┌──

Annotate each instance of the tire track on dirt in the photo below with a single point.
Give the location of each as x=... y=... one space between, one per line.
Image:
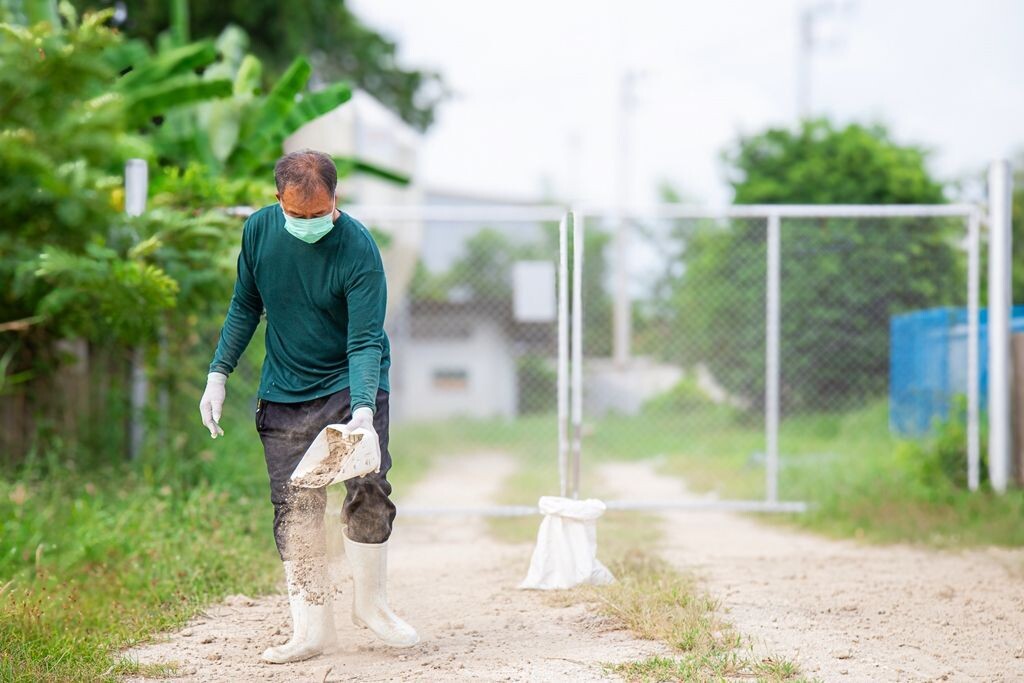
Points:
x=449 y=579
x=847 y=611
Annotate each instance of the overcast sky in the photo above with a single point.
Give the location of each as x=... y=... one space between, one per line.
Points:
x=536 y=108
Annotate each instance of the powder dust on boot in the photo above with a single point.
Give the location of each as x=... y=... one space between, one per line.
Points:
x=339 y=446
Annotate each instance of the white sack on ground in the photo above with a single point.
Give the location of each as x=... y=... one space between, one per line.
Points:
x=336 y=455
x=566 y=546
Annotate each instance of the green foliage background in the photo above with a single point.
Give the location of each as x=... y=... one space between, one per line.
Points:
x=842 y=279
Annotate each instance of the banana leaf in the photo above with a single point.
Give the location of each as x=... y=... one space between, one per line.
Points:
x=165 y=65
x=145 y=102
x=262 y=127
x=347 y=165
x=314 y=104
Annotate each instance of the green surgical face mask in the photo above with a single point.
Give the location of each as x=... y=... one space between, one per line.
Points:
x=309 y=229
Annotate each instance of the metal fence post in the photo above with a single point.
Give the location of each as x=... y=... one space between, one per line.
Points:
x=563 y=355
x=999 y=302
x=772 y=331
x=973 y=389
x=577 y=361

└──

→ EXERCISE DETAILS
Rewrite the entire listing above, substituting "Mark" for every occurrence of "Annotate" and keeping everything else unchanged. Omit the pictures from your output.

→ THE RESPONSE
Mark each instance of the tire track on dirt in the photo below with a single point.
Give the location of each as x=... y=... one space between, one per line.
Image:
Points:
x=449 y=579
x=847 y=611
Mark each instance of the overcast sky in the photo above with a single point.
Give the location of each as x=... y=... one space between, one per line.
Points:
x=536 y=108
Mark each instance of the powder dust on boot in the photo above with a single point.
Give the location of each as x=... y=... one space between, one per line.
Points:
x=339 y=446
Mark each instance of the white sack on ground in the photo above with a single point.
Give the location of each as x=... y=... one space between, one per line.
Points:
x=336 y=455
x=566 y=546
Mark each instance of the green foliage background in the photo above with a single point.
Give the location of each as x=... y=... one space between, one per line.
Points:
x=842 y=279
Mark each instance of the banana leaf in the photo above with a single point.
Give the location of each as x=... y=... one space between, one per line.
Points:
x=165 y=65
x=145 y=102
x=262 y=127
x=347 y=165
x=314 y=104
Mark each instance of the green surgical face mask in the photo above with a single point.
Give the location of each as x=... y=... one space between, one per line.
Points:
x=309 y=229
Mark each instance of the metal fence post in the photo above with a single point.
Give the location of each as x=... y=... one space between, one per line.
Points:
x=563 y=355
x=999 y=302
x=772 y=331
x=973 y=389
x=577 y=361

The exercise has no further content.